- _Exercise details_
Reproduce each record exactly, leaving nothing out.

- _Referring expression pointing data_
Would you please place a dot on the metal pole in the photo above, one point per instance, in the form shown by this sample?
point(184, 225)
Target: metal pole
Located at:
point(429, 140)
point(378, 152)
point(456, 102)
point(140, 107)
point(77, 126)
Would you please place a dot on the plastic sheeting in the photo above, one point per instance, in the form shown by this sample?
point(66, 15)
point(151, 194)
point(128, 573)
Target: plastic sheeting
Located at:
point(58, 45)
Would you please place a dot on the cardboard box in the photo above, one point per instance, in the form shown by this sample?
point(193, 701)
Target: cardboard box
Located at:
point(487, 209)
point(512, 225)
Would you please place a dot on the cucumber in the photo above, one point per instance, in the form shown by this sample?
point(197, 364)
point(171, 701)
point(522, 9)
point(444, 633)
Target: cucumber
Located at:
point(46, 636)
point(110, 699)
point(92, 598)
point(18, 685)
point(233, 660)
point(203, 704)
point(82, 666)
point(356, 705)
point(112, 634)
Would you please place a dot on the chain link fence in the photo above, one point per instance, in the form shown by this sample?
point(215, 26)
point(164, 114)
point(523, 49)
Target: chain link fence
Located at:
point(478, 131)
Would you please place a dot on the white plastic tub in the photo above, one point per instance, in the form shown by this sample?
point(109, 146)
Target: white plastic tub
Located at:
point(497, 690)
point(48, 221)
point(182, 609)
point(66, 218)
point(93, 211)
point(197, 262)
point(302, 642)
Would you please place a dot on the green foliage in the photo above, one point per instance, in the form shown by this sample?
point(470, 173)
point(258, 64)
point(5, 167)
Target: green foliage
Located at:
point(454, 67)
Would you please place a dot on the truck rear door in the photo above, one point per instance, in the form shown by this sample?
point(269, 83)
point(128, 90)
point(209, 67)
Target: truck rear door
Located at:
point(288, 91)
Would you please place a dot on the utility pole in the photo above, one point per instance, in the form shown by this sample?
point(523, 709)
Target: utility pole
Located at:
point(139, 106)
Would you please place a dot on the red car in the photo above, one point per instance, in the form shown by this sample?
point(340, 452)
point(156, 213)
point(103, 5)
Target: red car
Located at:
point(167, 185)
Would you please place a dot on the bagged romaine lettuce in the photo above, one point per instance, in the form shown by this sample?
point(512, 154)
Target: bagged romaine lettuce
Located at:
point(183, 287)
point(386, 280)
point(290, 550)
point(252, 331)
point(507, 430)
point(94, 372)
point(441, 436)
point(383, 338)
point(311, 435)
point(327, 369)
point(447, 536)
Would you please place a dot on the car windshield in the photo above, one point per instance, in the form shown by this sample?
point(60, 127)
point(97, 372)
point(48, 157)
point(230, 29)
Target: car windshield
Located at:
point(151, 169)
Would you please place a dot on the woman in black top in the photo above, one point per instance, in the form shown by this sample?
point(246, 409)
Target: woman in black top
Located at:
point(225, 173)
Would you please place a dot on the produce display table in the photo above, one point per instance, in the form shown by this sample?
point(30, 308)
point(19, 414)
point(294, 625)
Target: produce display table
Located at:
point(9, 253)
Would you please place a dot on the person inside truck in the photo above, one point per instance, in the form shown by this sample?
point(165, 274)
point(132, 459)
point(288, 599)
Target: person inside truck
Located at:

- _Exercise response_
Would you please place a dot on the metal pole in the photo above, one point per instance, in the form shown by this sample?
point(184, 225)
Target: metal pole
Located at:
point(429, 140)
point(378, 152)
point(456, 102)
point(140, 107)
point(77, 126)
Would you please place a dot on the plastic sheeting in the photo above, one point per instance, in the form shown by this sample?
point(66, 15)
point(151, 194)
point(128, 573)
Target: plastic sheeting
Located at:
point(58, 45)
Would you please place a dot on the cardboard box in the photo above, one point per instance, in the form shown by this sample?
point(193, 701)
Target: cardboard box
Located at:
point(487, 209)
point(512, 225)
Would you please place a dot on the cucumber in the photo above, one point per instance, in the form shown by this sample?
point(197, 364)
point(171, 701)
point(522, 9)
point(444, 633)
Target: cucumber
Located at:
point(46, 636)
point(110, 699)
point(92, 598)
point(18, 685)
point(233, 660)
point(203, 704)
point(82, 666)
point(356, 705)
point(112, 634)
Would you please place a dot on the chain link fence in the photo above, one point per instance, in the form shown by this sample?
point(215, 26)
point(164, 114)
point(523, 49)
Target: chain link fence
Located at:
point(478, 131)
Would you please place a dot on the white plastic tub in the photo above, one point per instance, in the form shown by this sample?
point(109, 146)
Target: white plastic tub
Located at:
point(497, 690)
point(48, 221)
point(182, 609)
point(66, 218)
point(93, 211)
point(197, 262)
point(302, 642)
Would you please place a dot on the green foliage in the photo above, one point per instance, in the form shown by this sample?
point(470, 173)
point(258, 64)
point(5, 167)
Target: green foliage
Located at:
point(454, 67)
Would you please place a dot on the truck rear door in the photo above, one point per instance, in the form shown by this sample?
point(269, 83)
point(128, 90)
point(209, 67)
Target: truck rear door
Located at:
point(288, 91)
Would you please place a dot on the utility pole in the photo above, one point per instance, in the form shown by this sample?
point(523, 709)
Target: utility pole
Located at:
point(139, 106)
Would you please place a dot on the red car in the photo above, one point per instance, in the form shown by this sample?
point(340, 452)
point(156, 213)
point(103, 5)
Target: red car
Located at:
point(167, 185)
Would you please place a dot on the bagged romaine lettuce in the photo above, one point per instance, in the form shown by this sample?
point(512, 154)
Target: bagged romaine lettuce
Located at:
point(183, 287)
point(386, 280)
point(290, 550)
point(252, 331)
point(507, 430)
point(94, 372)
point(441, 436)
point(383, 338)
point(311, 435)
point(327, 369)
point(447, 536)
Would you please place a dot on the car windshield in the photo above, one point per instance, in the form shown by this sample?
point(60, 127)
point(97, 372)
point(48, 157)
point(230, 29)
Target: car windshield
Located at:
point(151, 169)
Would you please place a dot on the woman in black top in the photo above, one point per instance, in the form shown by this sample?
point(246, 409)
Target: woman in black top
Located at:
point(225, 173)
Would you please place a dot on the produce display table in the photo above, one point per instance, in the form shown by this sample?
point(30, 308)
point(19, 414)
point(294, 625)
Target: produce display table
Located at:
point(9, 253)
Would you please place a dot on the person inside truck in the photo above, one point per instance, in the form shown by this sample?
point(165, 274)
point(132, 459)
point(288, 599)
Target: person inside truck
Located at:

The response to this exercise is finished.